─── AUSZUG

Tages-Anzeiger vom 29.01.2021
Ljubo Milicevic: Zürich, Basel, Thun und YB waren seine Clubs in der Schweiz. Gierige Investoren, Verletzungen und eine tiefe Depression prägten seine Karriere. Mit der Vergangenheit hat der Australier (39) Frieden geschlossen - doch vom Fussball will er nichts mehr wissen.
Reto Kirchhofer
Ljubo Milicevic sitzt am Strand, spürt den Sand auf seiner Haut, riecht das Salz in der Luft und meldet vom anderen Ende der Welt: «Ich bin eine gechillte Version meiner selbst.»
Im Februar wird Milicevic 40. Sonnengebräunter Teint, tätowierte Arme, struppiges Haar, Typ Surferboy. Doch Milicevic hat aufgehört mit Surfen. Er möchte nicht mehr mit den Wellen konkurrieren. Möchte frei sein von Wettbewerb und Wettkampf. Frei von jeglichem Konkurrenzdenken. Es hat ihn als Fussballprofi 20 Jahre lang begleitet.
Fünfeinhalb Saisons verbrachte er in der Schweiz. Das Haar war kürzer, weniger struppig. Geblieben ist die markante, eingedrückte Nase. Sie klebt im Gesicht wie ein Symbol für den Fussballer Milicevic, der «mental an die Wand gefahren» wurde, wie er es formuliert.
Ein bisschen Kicken am Strand? «Keine Chance»
Ljubo Milicevic galt als Jahrzehnttalent. Nicht nur in seiner Heimat Australien. Mit 16 Jahren ging er ans Sportinternat in Canberra, mit 19 wurde er zum jüngsten Torschützen in einem australischen Meisterschaftsfinal. Er träumte von Weltmeisterschaften, von der Champions League. Fragt ihn heute jemand, ob er mitspielt, bloss ein bisschen Kicken am Strand, lehnt er ab: «Keine Chance.» Eine Ausnahme macht er bei den Kindern seines Bruders. «Aber sonst gebe ich keinen Scheiss mehr auf Fussball. Er liess mich zu einer Person werden, die ich nicht mehr sein möchte.»
Interviews hat Milicevic keine mehr gegeben, jegliche Anfragen aus dem Fussball abgeblockt, seit er im Juli 2018 auf Instagram seinen Rücktritt verkündete. Die Botschaft war kurz und simpel: «It’s over.» Dazu ein Bild, welches ihn im Dress des FC Thun zeigt.
Mit den Berner Oberländern spielte er in der Champions League. Bundesligisten und Premier-League-Vertreter machten Avancen. Alles lief nach Traum. Trotzdem war es in Milicevic finster. Er kämpfte mit Depressionen. Zum ersten Mal erfasste ihn die Dunkelheit im Winter 2001/2002. Die Leidensgeschichte beginnt in Zürich.

──────
─── BEREITGESTELLTES MATERIAL

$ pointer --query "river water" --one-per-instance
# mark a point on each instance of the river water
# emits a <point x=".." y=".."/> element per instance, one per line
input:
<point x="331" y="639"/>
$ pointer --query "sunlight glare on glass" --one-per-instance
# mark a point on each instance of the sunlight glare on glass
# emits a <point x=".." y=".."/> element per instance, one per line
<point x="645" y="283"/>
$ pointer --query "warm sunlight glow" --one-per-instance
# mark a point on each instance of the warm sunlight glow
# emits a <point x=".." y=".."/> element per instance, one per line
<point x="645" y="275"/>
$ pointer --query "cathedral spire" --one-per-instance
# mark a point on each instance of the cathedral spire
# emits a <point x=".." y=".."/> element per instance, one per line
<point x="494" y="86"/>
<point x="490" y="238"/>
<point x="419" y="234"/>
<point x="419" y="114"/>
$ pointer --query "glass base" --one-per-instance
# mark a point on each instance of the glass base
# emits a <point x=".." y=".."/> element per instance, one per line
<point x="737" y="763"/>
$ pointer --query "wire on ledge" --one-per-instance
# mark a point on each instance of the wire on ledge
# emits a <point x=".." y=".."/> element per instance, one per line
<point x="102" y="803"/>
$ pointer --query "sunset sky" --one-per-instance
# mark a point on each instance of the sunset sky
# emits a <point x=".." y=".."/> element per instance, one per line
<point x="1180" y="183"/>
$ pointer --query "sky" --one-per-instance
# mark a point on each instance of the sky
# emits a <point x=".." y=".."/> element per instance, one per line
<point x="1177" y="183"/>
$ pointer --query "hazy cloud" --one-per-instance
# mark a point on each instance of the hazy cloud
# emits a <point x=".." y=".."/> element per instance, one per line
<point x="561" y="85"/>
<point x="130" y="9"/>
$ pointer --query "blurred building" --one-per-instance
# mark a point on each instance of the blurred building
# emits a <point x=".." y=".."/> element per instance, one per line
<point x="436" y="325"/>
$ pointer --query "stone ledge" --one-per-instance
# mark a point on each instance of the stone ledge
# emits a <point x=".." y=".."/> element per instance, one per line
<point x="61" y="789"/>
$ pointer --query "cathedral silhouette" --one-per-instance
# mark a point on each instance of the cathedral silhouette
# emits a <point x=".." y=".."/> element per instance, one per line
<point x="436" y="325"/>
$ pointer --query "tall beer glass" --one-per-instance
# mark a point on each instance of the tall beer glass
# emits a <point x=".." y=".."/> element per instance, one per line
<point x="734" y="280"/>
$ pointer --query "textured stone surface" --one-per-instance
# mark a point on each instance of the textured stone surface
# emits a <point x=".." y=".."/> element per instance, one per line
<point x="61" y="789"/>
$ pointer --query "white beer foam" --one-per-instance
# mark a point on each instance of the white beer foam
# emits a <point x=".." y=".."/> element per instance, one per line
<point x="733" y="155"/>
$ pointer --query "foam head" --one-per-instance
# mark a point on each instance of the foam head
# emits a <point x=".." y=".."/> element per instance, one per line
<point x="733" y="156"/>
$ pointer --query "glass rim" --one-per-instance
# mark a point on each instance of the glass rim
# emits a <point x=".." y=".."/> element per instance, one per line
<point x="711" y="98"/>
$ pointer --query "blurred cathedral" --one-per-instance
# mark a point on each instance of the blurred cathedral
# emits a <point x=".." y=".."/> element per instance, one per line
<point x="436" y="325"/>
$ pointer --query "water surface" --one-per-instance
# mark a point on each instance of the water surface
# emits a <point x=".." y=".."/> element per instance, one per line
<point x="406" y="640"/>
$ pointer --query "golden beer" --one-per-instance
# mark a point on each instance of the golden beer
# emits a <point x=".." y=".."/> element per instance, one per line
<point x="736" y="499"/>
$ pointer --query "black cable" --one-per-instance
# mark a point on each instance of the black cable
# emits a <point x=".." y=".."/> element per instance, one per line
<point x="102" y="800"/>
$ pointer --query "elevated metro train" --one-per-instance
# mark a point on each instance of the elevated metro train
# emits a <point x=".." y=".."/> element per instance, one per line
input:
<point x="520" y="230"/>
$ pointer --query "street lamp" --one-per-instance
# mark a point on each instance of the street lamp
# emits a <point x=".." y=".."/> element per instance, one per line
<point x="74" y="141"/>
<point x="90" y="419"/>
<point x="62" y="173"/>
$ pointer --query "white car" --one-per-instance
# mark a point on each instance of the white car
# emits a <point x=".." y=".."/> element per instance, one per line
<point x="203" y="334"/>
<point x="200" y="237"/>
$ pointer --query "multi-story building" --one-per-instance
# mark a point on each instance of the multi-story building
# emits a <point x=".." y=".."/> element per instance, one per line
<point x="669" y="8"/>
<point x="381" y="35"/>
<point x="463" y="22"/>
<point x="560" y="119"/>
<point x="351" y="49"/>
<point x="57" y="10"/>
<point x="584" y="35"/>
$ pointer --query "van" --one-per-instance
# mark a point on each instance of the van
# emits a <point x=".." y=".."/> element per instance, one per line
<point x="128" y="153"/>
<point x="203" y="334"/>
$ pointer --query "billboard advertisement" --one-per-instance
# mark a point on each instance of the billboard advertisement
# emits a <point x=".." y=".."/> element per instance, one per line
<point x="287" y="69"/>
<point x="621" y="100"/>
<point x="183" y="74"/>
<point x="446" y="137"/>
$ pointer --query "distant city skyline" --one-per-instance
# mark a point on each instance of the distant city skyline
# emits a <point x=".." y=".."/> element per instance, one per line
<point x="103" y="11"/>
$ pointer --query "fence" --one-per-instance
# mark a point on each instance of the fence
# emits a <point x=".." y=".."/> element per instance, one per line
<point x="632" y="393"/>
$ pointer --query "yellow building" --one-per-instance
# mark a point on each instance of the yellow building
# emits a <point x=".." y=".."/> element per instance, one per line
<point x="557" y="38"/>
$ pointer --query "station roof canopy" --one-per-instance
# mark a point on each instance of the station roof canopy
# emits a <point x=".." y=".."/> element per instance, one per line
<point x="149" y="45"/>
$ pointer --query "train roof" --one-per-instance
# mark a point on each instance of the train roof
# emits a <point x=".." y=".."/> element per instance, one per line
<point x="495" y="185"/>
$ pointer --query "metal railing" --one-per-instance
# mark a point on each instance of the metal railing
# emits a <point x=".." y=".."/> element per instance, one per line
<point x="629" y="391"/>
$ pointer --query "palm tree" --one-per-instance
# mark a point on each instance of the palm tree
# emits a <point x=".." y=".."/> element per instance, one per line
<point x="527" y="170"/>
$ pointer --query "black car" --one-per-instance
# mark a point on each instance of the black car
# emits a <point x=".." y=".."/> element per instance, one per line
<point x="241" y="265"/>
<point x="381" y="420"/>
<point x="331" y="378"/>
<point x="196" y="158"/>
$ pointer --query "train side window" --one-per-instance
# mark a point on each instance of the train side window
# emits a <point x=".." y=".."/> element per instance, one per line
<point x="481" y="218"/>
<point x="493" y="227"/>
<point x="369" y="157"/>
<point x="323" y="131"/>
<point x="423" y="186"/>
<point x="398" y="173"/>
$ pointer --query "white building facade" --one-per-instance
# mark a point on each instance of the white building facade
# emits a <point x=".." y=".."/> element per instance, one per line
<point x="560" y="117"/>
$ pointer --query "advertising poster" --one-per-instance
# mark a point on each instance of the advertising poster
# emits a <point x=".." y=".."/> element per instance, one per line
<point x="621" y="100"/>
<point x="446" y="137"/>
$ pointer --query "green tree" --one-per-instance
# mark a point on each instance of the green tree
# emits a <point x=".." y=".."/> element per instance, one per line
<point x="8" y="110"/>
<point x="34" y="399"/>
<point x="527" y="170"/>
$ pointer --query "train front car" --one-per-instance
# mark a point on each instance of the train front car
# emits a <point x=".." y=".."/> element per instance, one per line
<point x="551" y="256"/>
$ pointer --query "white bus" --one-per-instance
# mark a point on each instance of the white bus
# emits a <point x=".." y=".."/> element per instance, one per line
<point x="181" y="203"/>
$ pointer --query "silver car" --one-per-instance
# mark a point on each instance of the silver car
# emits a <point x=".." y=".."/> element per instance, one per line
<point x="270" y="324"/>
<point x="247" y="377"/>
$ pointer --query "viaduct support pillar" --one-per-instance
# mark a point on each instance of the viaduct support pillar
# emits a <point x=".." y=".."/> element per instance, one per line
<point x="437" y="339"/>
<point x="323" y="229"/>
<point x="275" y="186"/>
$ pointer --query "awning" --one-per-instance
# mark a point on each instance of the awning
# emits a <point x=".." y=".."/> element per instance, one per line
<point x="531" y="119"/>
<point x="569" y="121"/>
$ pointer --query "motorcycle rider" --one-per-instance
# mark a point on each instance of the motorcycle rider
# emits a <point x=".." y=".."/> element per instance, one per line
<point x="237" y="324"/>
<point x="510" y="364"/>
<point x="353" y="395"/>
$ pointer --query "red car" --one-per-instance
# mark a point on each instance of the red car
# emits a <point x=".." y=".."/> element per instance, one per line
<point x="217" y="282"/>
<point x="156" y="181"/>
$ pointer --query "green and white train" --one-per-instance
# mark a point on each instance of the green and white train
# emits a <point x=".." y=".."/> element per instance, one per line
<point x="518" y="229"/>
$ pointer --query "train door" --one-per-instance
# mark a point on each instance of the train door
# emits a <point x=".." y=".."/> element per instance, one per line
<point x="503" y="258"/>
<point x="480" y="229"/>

──────

ZIEL:
Gib den Abschnitt aus dem Zeitungsartikel erneut wieder, der bei den Worten "Tages-Anzeiger vom 29.01.2021" anfängt und nach "nichts mehr wissen." endet. Tausche dabei "Investoren" gegen "Berater". Die Datensätze spielen hierfür keine Rolle.

LÖSUNG:
Tages-Anzeiger vom 29.01.2021
Ljubo Milicevic: Zürich, Basel, Thun und YB waren seine Clubs in der Schweiz. Gierige Berater, Verletzungen und eine tiefe Depression prägten seine Karriere. Mit der Vergangenheit hat der Australier (39) Frieden geschlossen - doch vom Fussball will er nichts mehr wissen.